> _Required tasks_:
[1] Rewrite everything from "Key Components" down to "time to process." in the event processing architecture page, changing "internal message queue" to "internal event queue".
[2] Decide whether each statement agrees with the event processing architecture page, answering yes or no and quoting the words that settle it: (a) failed executions are retried automatically with exponential backoff; (b) the webhook handler runs workflows itself; (c) email and Slack notifications are sent after every successful run.

> _Excerpted passage_:
——————————
Event Processing Architecture

How Doone Flow processes webhook events and workflows at scale using message queues and asynchronous workers

Overview

Doone Flow uses an asynchronous, queue-based architecture to process webhook events and workflows reliably at scale.

When a webhook arrives, the system immediately accepts it and queues it for processing. This means your API responds instantly while workflow execution happens in the background. This design provides several important benefits:

High Throughput

Webhooks are accepted instantly without waiting for execution to complete

Reliability

Failed executions are automatically retried with exponential backoff

Scalability

Multiple worker instances can process events in parallel

Resilience

Messages are persisted in the queue, preventing data loss during outages

Architecture Flow

1

Webhook Request

Incoming event received

Validate Payload

Check schema & security

200 OK

Event accepted

2

Message Queue

Events stored until processed

  • • Long polling
  • • Retry support
  • • Delay scheduling

Dead Letter Queue

Failed after max retries

3

Worker Process

Background processing

  • • Poll queue
  • • Normalize data
  • • Prepare workflow context
  • • Execute workflow
4

Workflow Execution

Run actions sequentially

  • • SMS messages
  • • CRM updates
  • • Webhook calls
  • • AI processing
5

Database

Store execution records

Notifications

Email & Slack (on failure)

Failed actions are automatically retried with exponential backoff

This diagram shows the complete flow from webhook ingestion through workflow execution, including retry mechanisms and error handling.

Key Components

1. Webhook Handler

The webhook handler is the entry point for all incoming webhook requests. It performs several critical functions:

  • Authentication: Validates webhook security keys if configured
  • Payload Validation: Validates incoming payloads against the configured JSON schema (if a trigger schema is defined)
  • Organization Status: Checks if the organization is enabled before processing
  • Queue Dispatch: Immediately sends the event to the internal message queue and returns a 200 OK response

The handler does not execute workflows directly. This separation ensures the API remains responsive even when workflows take time to process.
——————————
> _Supplied material_:
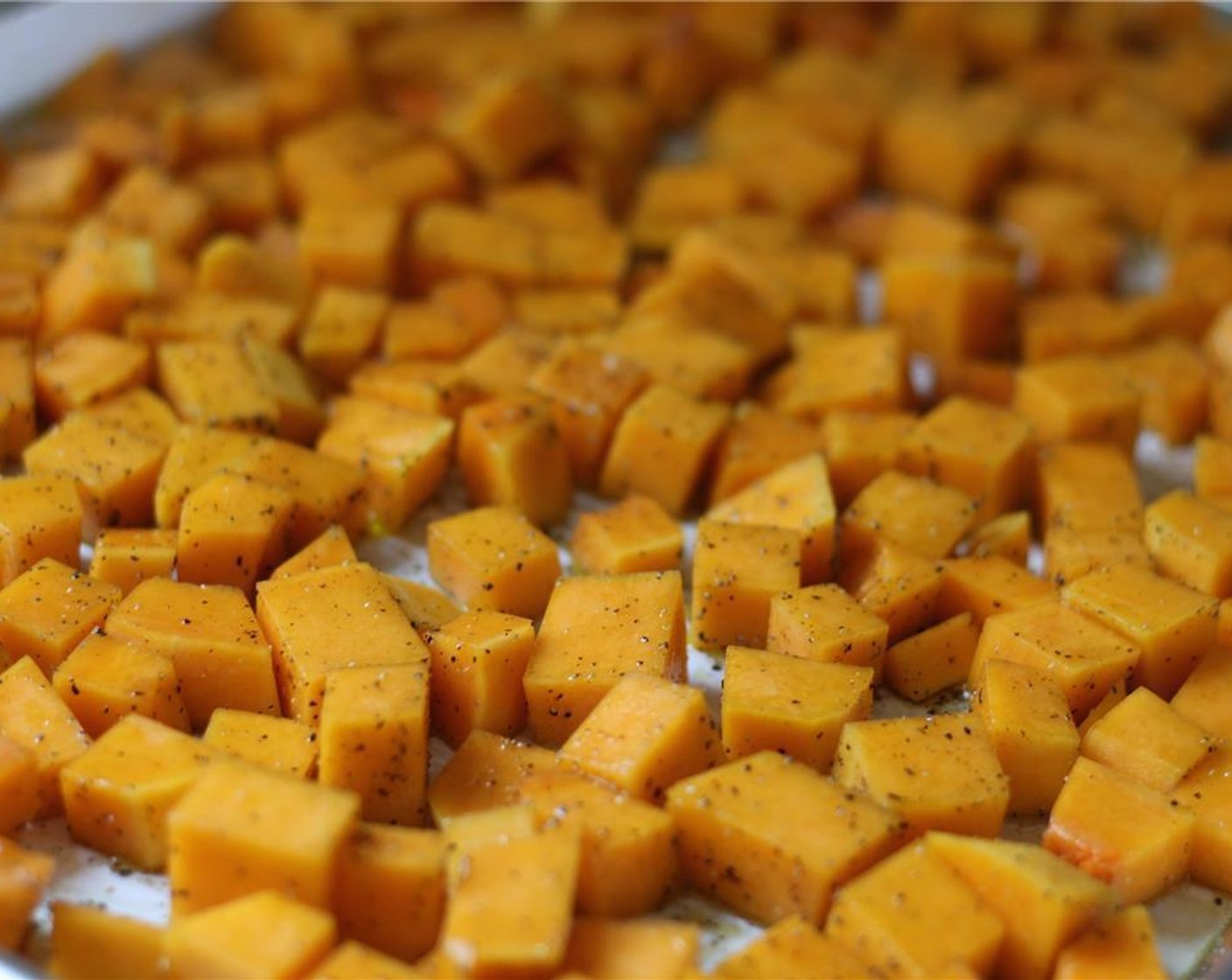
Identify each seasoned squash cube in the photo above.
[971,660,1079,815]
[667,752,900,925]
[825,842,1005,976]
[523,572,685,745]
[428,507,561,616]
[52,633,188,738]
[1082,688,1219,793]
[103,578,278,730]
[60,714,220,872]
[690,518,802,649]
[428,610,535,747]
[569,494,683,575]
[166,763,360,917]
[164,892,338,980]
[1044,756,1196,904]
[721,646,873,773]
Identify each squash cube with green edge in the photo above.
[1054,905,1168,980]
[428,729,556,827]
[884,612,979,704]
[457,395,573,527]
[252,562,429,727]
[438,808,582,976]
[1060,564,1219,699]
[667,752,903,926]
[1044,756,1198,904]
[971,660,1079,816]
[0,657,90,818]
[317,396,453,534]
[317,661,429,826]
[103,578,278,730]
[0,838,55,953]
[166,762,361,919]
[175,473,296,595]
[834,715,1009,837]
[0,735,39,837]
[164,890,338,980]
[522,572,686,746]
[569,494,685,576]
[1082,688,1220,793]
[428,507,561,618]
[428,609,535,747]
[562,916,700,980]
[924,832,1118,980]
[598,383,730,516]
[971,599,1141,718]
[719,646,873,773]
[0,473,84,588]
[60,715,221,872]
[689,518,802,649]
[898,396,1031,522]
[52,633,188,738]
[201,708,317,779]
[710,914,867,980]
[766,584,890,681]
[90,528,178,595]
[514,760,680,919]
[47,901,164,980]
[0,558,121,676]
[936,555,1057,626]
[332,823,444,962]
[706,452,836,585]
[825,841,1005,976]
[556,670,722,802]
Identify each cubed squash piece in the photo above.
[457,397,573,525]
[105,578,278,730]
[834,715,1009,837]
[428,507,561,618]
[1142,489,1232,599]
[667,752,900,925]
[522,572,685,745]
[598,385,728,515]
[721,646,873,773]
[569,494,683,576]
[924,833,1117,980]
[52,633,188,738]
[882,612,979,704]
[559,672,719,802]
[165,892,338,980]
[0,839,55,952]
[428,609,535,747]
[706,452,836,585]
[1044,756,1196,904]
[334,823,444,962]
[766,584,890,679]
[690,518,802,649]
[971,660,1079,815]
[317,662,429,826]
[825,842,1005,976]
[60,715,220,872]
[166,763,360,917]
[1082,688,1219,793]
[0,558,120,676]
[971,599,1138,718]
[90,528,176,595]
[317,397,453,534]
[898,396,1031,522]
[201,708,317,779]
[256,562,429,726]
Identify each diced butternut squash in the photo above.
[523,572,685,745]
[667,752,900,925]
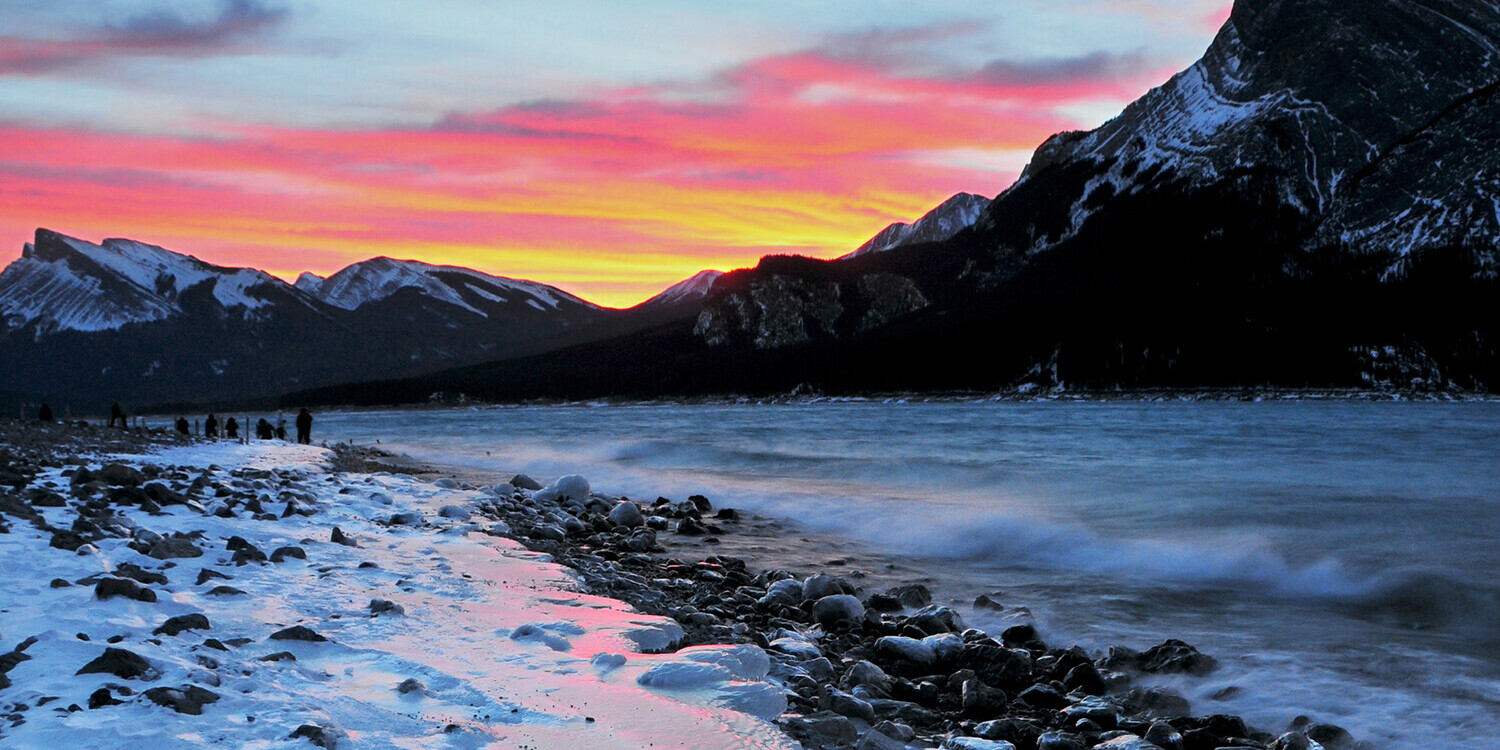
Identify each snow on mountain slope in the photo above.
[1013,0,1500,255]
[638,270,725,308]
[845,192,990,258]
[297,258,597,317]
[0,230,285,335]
——————————
> _Answers for the exercise_:
[1]
Key Components

1. Webhook Handler

The webhook handler is the entry point for all incoming webhook requests. It performs several critical functions:

  • Authentication: Validates webhook security keys if configured
  • Payload Validation: Validates incoming payloads against the configured JSON schema (if a trigger schema is defined)
  • Organization Status: Checks if the organization is enabled before processing
  • Queue Dispatch: Immediately sends the event to the internal event queue and returns a 200 OK response

The handler does not execute workflows directly. This separation ensures the API remains responsive even when workflows take time to process.

[2]
(a) Yes: "Failed executions are automatically retried with exponential backoff"
(b) No: "The handler does not execute workflows directly."
(c) No: "Email & Slack (on failure)"